Exercise input:
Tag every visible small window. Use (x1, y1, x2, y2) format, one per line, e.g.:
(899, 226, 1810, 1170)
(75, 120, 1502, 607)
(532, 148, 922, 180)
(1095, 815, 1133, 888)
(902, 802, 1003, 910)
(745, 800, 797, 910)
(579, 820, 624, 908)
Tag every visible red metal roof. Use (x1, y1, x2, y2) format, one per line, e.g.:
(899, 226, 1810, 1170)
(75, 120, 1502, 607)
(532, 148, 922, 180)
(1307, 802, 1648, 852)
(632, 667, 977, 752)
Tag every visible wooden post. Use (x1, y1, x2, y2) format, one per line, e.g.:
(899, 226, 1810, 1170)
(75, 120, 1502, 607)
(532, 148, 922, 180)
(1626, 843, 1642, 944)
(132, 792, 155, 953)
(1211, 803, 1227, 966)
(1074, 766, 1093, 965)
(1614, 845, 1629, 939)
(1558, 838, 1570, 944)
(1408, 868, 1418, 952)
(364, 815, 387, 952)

What the task asks: Transcribe each record shown above, exactly.

Reply to the exercise:
Tag every visible small window. Use (x1, y1, x2, y2) format, one per line, e.g.:
(899, 226, 1810, 1170)
(75, 120, 1502, 607)
(532, 148, 922, 180)
(1095, 815, 1133, 888)
(902, 802, 1003, 910)
(745, 800, 797, 910)
(579, 820, 624, 908)
Tag every visible red metal roof. Use (x1, y1, x2, y2) format, one per line, e.g.:
(899, 226, 1810, 1170)
(75, 120, 1502, 607)
(532, 148, 922, 180)
(1307, 802, 1648, 852)
(632, 667, 977, 752)
Tag every visible wooden post. Use (x1, y1, x2, y2) format, one per line, e.g.:
(899, 226, 1810, 1170)
(75, 120, 1502, 607)
(532, 148, 922, 180)
(1626, 843, 1642, 944)
(132, 792, 155, 953)
(1211, 803, 1227, 966)
(1074, 766, 1093, 965)
(1614, 845, 1629, 939)
(1558, 838, 1570, 944)
(1408, 868, 1418, 952)
(364, 815, 387, 952)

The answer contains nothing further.